Multiple aircraft have now flown over an Antarctic mountain range where three Canadians went down in a small plane, but poor weather has prevented visual contact, and aviation experts familiar with the aircraft’s course fear the worst.
The Canadian men – two pilots and a mechanic – were aboard a twin-engine propeller plane that went down in a “very remote” spot about 680 kilometres from the south pole. Its emergency beacon activated late on Wednesday Antarctic time, signalling a problem as well as its exact location, but there has been no radio or satellite phone contact with the men in the two days that followed. Heavy cloud cover and strong winds have stymied search and rescue efforts, but authorities in New Zealand, which is leading the mission, say the forecast looks promising over the next 24 hours.
“We are still operating with the expectation we will find them alive,” said Rescue Coordination Centre New Zealand co-ordinator Kevin Banaghan
The ski-equipped Twin Otter and its crew belong to Kenn Borek Air Ltd., a Calgary-based airline with extensive experience flying in the most inhospitable places on Earth. The plane was on a routine flight from the south pole to an Italian research station at Terra Nova Bay, which would take it over the Queen Alexandra mountain range.
The plane is equipped with survival gear, including tents, as well as food and water to last five days. But current and former Kenn Borek employees have faint hope for a successful rescue. They believe that, based on the plane’s last known flight path, the pilot was fighting extreme winds and likely crashed into a mountain.
A computer program monitoring the aircraft tracked a dip, climb and sudden stop, said Steve Penikett, the company’s former general manager.
Mr. Penikett said a former dispatcher for the company who is now based in Kabul watched his computer helplessly as a satellite detected the aircraft flying at 13,000 feet, before dropping to 8,800 feet and then climbing back up to 13,000 feet at 140 knots before suddenly recording “zero air speed.” All of this happened “within minutes,” he added.
“It’s my candid opinion that this aircraft flew into the rocks,” Mr. Penikett said. “Anything’s possible and again I hope for the best. But I’ve been through quite a few of these and it doesn’t look very good to me.”

List of tasks:
A. From the article on the plane lost over Antarctica, return the passage between "Multiple aircraft have" and "fear the worst.", inclusive.
B. Shorten the paragraph of the Antarctic plane article that begins "The plane is equipped with survival gear" and keep its main facts.
C. Continue the article about the Canadian plane that went down in Antarctica, starting after its final paragraph.

Dataset records:
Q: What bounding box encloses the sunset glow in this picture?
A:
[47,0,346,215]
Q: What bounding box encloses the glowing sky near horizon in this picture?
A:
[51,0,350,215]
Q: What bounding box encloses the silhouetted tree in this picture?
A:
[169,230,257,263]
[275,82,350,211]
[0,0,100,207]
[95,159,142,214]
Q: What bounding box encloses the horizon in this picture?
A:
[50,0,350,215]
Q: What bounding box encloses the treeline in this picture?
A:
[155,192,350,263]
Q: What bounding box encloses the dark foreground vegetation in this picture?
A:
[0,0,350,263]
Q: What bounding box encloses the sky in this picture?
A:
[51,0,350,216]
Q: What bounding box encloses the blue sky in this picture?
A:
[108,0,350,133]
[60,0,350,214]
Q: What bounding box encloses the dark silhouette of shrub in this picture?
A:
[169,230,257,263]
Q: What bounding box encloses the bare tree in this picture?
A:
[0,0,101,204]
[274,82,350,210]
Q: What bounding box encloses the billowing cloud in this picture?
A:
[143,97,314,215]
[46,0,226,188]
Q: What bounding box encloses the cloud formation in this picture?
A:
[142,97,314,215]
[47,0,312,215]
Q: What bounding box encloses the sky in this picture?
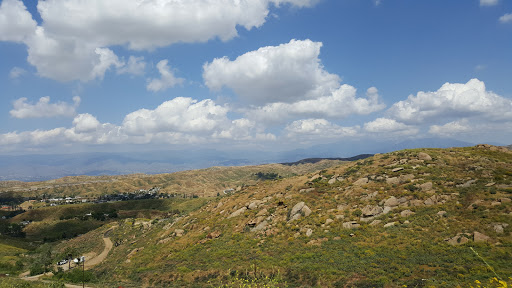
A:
[0,0,512,154]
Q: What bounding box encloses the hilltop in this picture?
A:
[1,145,512,287]
[0,159,348,197]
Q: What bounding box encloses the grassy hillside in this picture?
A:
[0,160,343,197]
[41,146,512,287]
[1,145,512,287]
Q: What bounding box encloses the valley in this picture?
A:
[0,145,512,287]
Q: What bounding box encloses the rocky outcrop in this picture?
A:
[228,206,247,219]
[400,210,415,217]
[342,221,361,229]
[353,177,369,186]
[289,202,311,221]
[361,205,384,217]
[444,233,469,246]
[418,152,432,161]
[473,231,491,242]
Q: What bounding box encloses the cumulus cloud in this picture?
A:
[428,119,472,137]
[500,13,512,23]
[364,118,419,136]
[146,60,185,92]
[203,40,340,104]
[480,0,499,6]
[0,97,276,146]
[9,67,27,79]
[285,119,359,139]
[0,0,317,81]
[387,79,512,124]
[123,97,229,135]
[117,56,146,75]
[73,113,101,132]
[245,84,385,123]
[0,0,37,42]
[9,96,80,119]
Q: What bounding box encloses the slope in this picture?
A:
[42,145,512,287]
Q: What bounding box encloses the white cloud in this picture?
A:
[0,0,37,42]
[428,119,474,137]
[0,97,276,146]
[285,119,359,139]
[480,0,499,6]
[123,97,229,135]
[117,56,146,75]
[0,0,317,81]
[387,79,512,123]
[9,67,27,79]
[9,96,80,119]
[146,60,185,92]
[246,84,385,123]
[500,13,512,23]
[73,113,101,133]
[203,40,340,104]
[364,118,419,135]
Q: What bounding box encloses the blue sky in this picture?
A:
[0,0,512,154]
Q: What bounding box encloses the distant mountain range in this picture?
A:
[0,138,474,181]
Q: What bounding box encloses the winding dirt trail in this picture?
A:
[20,226,116,288]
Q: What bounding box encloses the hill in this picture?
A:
[0,160,344,198]
[1,145,512,287]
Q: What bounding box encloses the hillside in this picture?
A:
[0,160,344,198]
[1,145,512,287]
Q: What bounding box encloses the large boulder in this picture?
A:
[353,177,369,186]
[289,202,311,221]
[290,202,306,216]
[386,177,400,185]
[473,231,491,242]
[384,196,400,207]
[419,182,433,192]
[361,205,384,217]
[418,152,432,161]
[400,210,414,217]
[342,221,361,229]
[228,206,247,218]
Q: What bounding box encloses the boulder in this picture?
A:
[370,220,382,226]
[251,220,268,232]
[437,211,446,217]
[457,180,476,188]
[301,205,311,217]
[309,174,322,182]
[289,202,311,221]
[384,196,400,207]
[444,233,469,246]
[206,231,221,239]
[342,221,361,229]
[398,174,414,183]
[418,152,432,161]
[419,182,433,192]
[400,210,415,217]
[386,177,400,185]
[361,205,384,217]
[353,177,369,186]
[228,206,247,219]
[473,231,491,242]
[256,208,268,216]
[290,202,306,216]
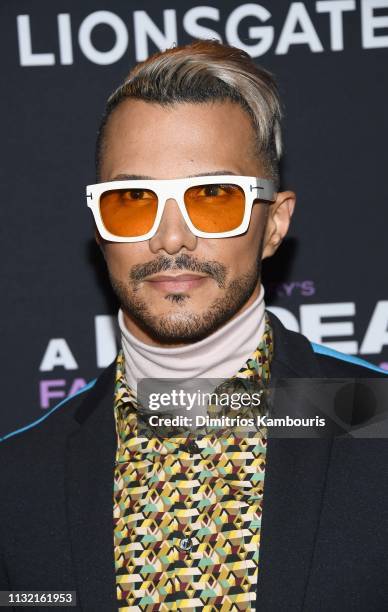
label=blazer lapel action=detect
[65,364,116,610]
[257,315,332,612]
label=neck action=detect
[118,287,265,390]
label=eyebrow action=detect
[109,170,237,182]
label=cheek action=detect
[104,243,146,278]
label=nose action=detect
[149,199,198,255]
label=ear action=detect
[262,191,296,259]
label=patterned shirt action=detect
[113,317,273,612]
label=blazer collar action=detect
[65,363,117,610]
[66,313,331,612]
[257,313,332,612]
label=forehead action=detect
[101,100,258,180]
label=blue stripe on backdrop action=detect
[0,378,97,442]
[311,342,388,375]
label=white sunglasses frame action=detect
[86,174,276,242]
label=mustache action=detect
[129,253,227,289]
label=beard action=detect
[110,245,262,344]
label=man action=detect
[0,41,388,612]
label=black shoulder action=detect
[0,360,116,448]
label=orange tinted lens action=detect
[185,183,245,233]
[100,189,158,238]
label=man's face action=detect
[97,100,292,344]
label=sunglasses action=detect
[86,175,276,242]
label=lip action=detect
[146,274,209,293]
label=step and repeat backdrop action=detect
[0,0,388,437]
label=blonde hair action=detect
[96,40,282,182]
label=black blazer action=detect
[0,315,388,612]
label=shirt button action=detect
[184,440,201,455]
[179,538,193,550]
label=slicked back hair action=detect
[96,40,282,185]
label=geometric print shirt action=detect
[113,316,273,612]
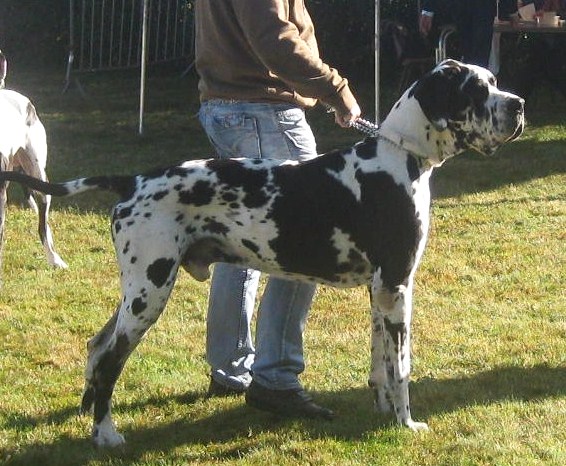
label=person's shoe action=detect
[246,381,336,420]
[206,376,246,398]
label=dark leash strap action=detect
[350,118,379,137]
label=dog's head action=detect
[408,60,525,155]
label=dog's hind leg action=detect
[81,220,181,447]
[370,274,428,431]
[35,190,68,269]
[14,121,67,269]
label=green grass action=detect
[0,66,566,466]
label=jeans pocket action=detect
[205,113,260,158]
[277,108,317,160]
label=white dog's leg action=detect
[374,276,428,431]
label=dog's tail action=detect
[0,171,135,198]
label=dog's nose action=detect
[507,97,525,114]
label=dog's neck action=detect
[379,96,466,169]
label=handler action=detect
[195,0,360,418]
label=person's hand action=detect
[334,104,362,128]
[419,15,432,36]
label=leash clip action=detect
[350,118,379,137]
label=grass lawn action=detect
[0,62,566,466]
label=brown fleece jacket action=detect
[196,0,355,112]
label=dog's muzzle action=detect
[505,96,525,141]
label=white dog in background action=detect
[0,51,67,268]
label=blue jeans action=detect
[199,100,317,390]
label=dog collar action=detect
[351,118,432,168]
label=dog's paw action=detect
[92,421,126,448]
[49,253,69,269]
[370,383,393,414]
[403,419,429,432]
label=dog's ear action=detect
[409,60,469,131]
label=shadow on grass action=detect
[0,366,566,465]
[431,140,566,198]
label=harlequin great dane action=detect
[0,51,67,268]
[0,61,524,446]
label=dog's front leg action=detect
[81,311,132,447]
[368,274,393,413]
[370,279,428,431]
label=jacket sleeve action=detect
[232,0,356,112]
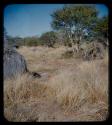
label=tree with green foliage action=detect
[40,31,57,47]
[51,5,98,52]
[93,16,108,46]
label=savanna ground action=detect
[4,47,109,122]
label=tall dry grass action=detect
[4,47,109,121]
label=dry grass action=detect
[4,47,109,121]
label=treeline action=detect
[7,5,108,51]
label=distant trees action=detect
[40,31,57,47]
[93,16,108,46]
[51,5,98,51]
[4,4,108,50]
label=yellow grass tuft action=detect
[4,47,109,121]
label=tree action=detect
[93,16,108,45]
[40,31,57,47]
[51,5,98,52]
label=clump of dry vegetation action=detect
[4,47,109,121]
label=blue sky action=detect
[4,4,108,37]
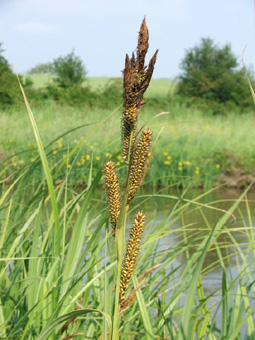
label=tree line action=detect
[0,38,254,113]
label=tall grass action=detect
[0,18,255,340]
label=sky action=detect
[0,0,255,79]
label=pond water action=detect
[124,188,255,294]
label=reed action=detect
[105,18,158,340]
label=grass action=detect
[0,20,255,340]
[0,102,255,187]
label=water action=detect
[128,188,255,293]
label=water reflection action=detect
[130,188,255,289]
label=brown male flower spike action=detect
[104,161,120,236]
[122,18,158,161]
[120,212,145,303]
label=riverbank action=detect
[0,89,255,188]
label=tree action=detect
[177,38,250,105]
[27,63,55,74]
[53,51,86,88]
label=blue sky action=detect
[0,0,255,78]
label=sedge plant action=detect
[104,18,158,340]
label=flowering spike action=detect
[127,129,152,204]
[104,161,120,237]
[122,18,158,161]
[120,212,145,303]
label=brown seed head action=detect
[120,212,145,303]
[122,18,158,161]
[104,161,120,237]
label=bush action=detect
[53,51,86,88]
[27,63,55,74]
[177,38,251,106]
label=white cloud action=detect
[15,21,55,34]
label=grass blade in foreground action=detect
[37,309,111,340]
[18,78,60,256]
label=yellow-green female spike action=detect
[104,161,120,236]
[120,212,145,303]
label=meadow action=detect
[0,75,255,188]
[0,34,255,340]
[0,69,255,340]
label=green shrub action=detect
[177,38,251,107]
[53,51,86,88]
[27,63,55,74]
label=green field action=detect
[0,75,255,340]
[0,75,255,187]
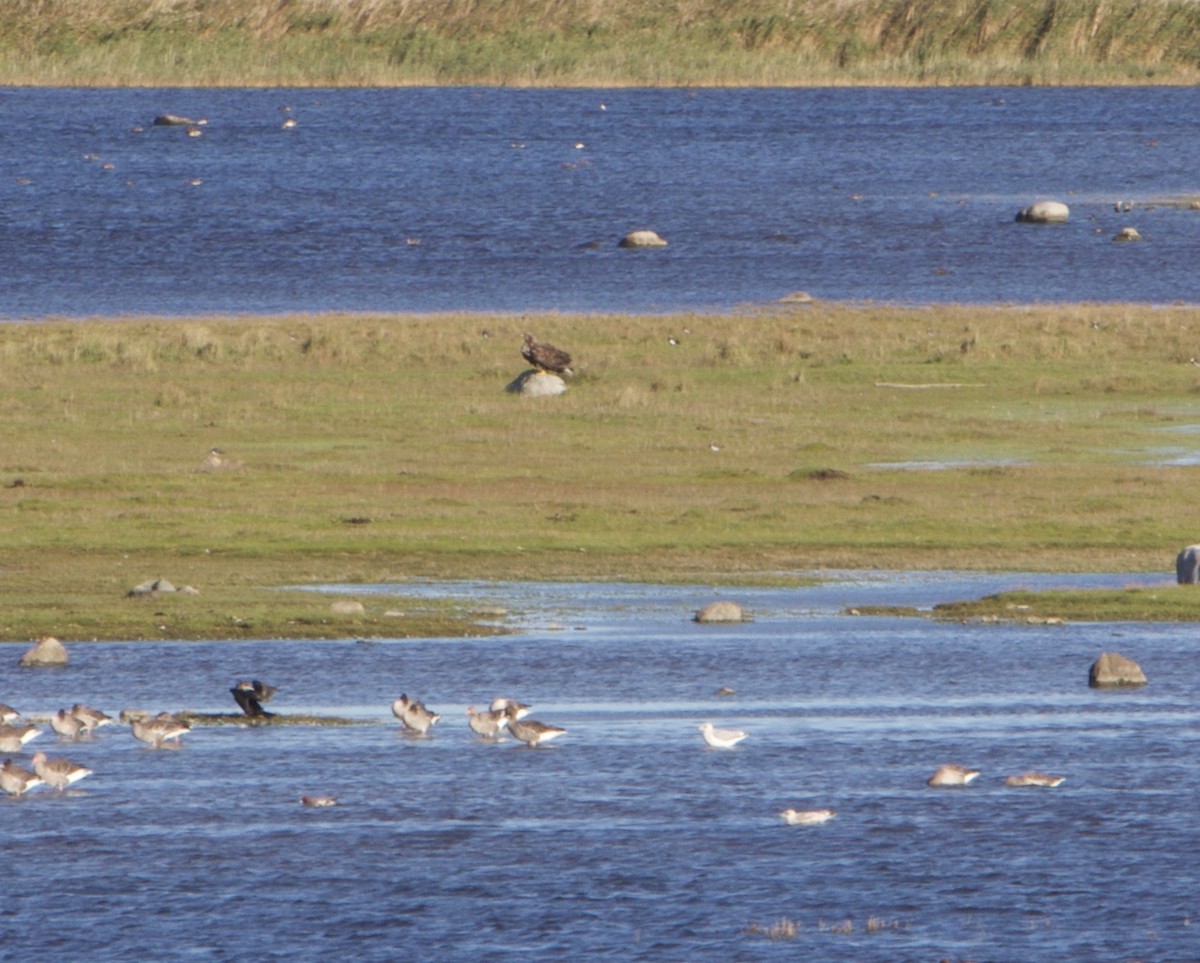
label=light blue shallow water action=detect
[0,88,1200,318]
[0,573,1200,961]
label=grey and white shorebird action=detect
[467,706,509,740]
[50,708,84,740]
[71,702,113,735]
[391,694,442,736]
[697,723,746,749]
[130,716,192,749]
[491,695,530,719]
[779,809,838,826]
[1004,772,1067,789]
[30,753,91,792]
[504,705,566,748]
[0,759,42,796]
[0,723,42,753]
[925,762,979,786]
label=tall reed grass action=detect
[0,0,1200,86]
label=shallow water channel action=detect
[0,573,1200,961]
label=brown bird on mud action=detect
[521,331,575,375]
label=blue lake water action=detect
[0,573,1200,962]
[0,88,1200,318]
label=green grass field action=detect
[7,304,1200,640]
[0,0,1200,86]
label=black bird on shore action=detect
[229,678,275,719]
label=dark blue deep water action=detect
[0,574,1200,963]
[0,88,1200,318]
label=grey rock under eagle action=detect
[521,333,575,375]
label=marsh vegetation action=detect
[7,0,1200,86]
[7,303,1200,639]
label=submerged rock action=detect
[20,635,67,669]
[1016,201,1070,225]
[692,600,750,622]
[1087,652,1146,688]
[617,231,667,247]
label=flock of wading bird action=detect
[0,678,1066,826]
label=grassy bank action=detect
[0,0,1200,86]
[0,304,1200,639]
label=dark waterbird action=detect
[229,678,275,719]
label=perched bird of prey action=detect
[521,333,575,375]
[229,678,276,719]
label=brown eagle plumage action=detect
[521,334,574,375]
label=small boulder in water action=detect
[1016,201,1070,225]
[692,600,750,622]
[20,635,67,669]
[1087,652,1146,688]
[617,231,667,247]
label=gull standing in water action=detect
[491,695,529,719]
[30,753,91,792]
[779,809,838,826]
[0,723,42,753]
[0,759,42,796]
[467,706,509,740]
[391,694,442,736]
[504,705,566,748]
[698,723,746,749]
[130,716,192,749]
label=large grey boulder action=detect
[20,635,67,669]
[504,367,566,397]
[1016,201,1070,225]
[1087,652,1146,688]
[1175,545,1200,585]
[694,600,750,622]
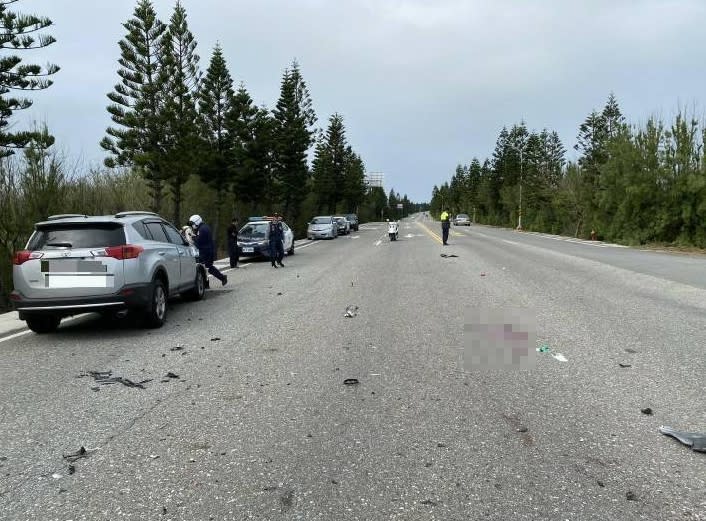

Written answers:
A.
Multiple aircraft have now flown over an Antarctic mountain range where three Canadians went down in a small plane, but poor weather has prevented visual contact, and aviation experts familiar with the aircraft’s course fear the worst.

B. The plane carries survival gear, including tents, and enough food and water for five days. Still, current and former Kenn Borek employees have little hope of a successful rescue. Based on the plane's last known flight path, they think the pilot was fighting extreme winds and probably crashed into a mountain.

C.
Bob Heath, who has been a pilot with the airline in the Arctic and Antarctic since 1991, has been identified as among the missing crew members. His wife, Lucy, was waiting for news at their home in Inuvik, NWT. Ms. Heath referred calls to Kenn Borek Air. “We are asking for privacy at this time,” company spokeswoman Marlene Egeland said.
Mr. Penikett suspects the pilot may have hit “subsiding air.” That’s a mountain wave effect when extreme down forces push on the aircraft. A Twin Otter doesn’t have the power of a commercial jetliner to maintain altitude.
He also said he spoke with a Kenn Borek pilot who remarked that the missing plane’s flight path is also cause for concern.
“You can’t do that trip below 15,000 feet… to be safe,” the pilot told him.
The aircraft’s beacon was on the ground after the crash, transmitting from 13,000 feet, before its battery died in extremely cold conditions, according to New Zealand rescue officials.
Given Mr. Heath’s wealth of experience, Mr. Penikett said it’s possible the men, who are equipped with survival gear including tents, are waiting for rescue.
“It may be that he’s sitting on a plateau somewhere, but … I doubt it,” he said. “All the indicators are not good.”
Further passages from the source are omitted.